In the part of the listing that opens with the line containing "Highlight blue umbrella." and closes with the line containing "0;0;278;200", change "blue umbrella" to "red umbrella" and leave everything else as it is. Return only those lines.

Materials provided –
○ ○ ○ ○

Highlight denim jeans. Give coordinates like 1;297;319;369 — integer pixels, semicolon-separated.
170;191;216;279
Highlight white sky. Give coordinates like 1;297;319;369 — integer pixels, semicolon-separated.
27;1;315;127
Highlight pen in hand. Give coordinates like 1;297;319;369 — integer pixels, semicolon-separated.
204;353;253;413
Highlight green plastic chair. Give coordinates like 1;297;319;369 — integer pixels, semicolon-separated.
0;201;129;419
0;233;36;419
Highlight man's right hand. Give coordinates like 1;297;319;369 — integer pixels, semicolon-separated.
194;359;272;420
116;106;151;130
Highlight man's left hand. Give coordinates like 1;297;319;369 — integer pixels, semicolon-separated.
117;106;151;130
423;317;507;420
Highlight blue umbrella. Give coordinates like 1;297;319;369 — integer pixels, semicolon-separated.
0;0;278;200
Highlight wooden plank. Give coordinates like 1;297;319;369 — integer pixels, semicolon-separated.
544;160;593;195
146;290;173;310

○ ○ ○ ○

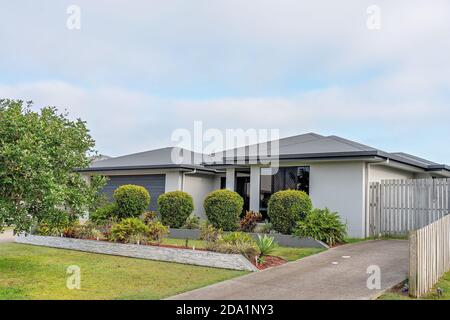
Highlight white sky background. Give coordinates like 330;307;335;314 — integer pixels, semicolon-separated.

○ ○ ○ ○

Output for this exercise –
Highlight red umbrella. Give coordinates like 1;297;319;369 — integer pixels, semicolon-separated.
0;0;278;200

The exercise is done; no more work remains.